#### Job:
Please rewrite the lines of all the records below as a numbered list, leaving out any blank lines.

#### Input data:
=== Begin Enclosure ===

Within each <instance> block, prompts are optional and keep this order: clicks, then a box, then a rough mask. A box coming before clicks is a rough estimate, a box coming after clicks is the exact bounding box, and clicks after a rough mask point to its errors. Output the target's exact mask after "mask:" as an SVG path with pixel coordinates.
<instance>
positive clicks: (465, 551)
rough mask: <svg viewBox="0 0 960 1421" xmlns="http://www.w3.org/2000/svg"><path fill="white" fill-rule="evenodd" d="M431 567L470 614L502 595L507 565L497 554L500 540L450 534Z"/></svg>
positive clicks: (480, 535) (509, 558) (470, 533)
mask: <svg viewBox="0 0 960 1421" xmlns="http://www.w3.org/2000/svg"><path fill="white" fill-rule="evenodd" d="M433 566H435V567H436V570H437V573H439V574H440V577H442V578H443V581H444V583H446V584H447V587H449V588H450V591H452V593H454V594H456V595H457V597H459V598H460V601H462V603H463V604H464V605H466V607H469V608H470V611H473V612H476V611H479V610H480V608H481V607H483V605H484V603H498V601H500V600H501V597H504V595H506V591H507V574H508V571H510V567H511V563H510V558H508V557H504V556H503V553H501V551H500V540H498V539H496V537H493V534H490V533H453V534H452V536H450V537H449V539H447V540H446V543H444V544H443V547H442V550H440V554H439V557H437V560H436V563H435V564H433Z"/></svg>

=== End Enclosure ===

#### Result of the exercise:
1. Within each <instance> block, prompts are optional and keep this order: clicks, then a box, then a rough mask. A box coming before clicks is a rough estimate, a box coming after clicks is the exact bounding box, and clicks after a rough mask point to its errors. Output the target's exact mask after "mask:" as an SVG path with pixel coordinates.
2. <instance>
3. positive clicks: (465, 551)
4. rough mask: <svg viewBox="0 0 960 1421" xmlns="http://www.w3.org/2000/svg"><path fill="white" fill-rule="evenodd" d="M431 567L470 614L502 595L507 565L497 554L500 540L450 534Z"/></svg>
5. positive clicks: (480, 535) (509, 558) (470, 533)
6. mask: <svg viewBox="0 0 960 1421" xmlns="http://www.w3.org/2000/svg"><path fill="white" fill-rule="evenodd" d="M433 566H435V567H436V570H437V573H439V574H440V577H442V578H443V581H444V583H446V584H447V587H449V588H450V591H452V593H454V594H456V595H457V597H459V598H460V601H462V603H463V604H464V605H466V607H469V608H470V611H473V612H476V611H479V610H480V608H481V607H483V605H484V603H498V601H500V600H501V597H504V595H506V591H507V574H508V571H510V567H511V563H510V558H508V557H504V556H503V553H501V551H500V540H498V539H496V537H493V534H490V533H453V534H452V536H450V537H449V539H447V540H446V543H444V544H443V547H442V550H440V554H439V557H437V560H436V563H435V564H433Z"/></svg>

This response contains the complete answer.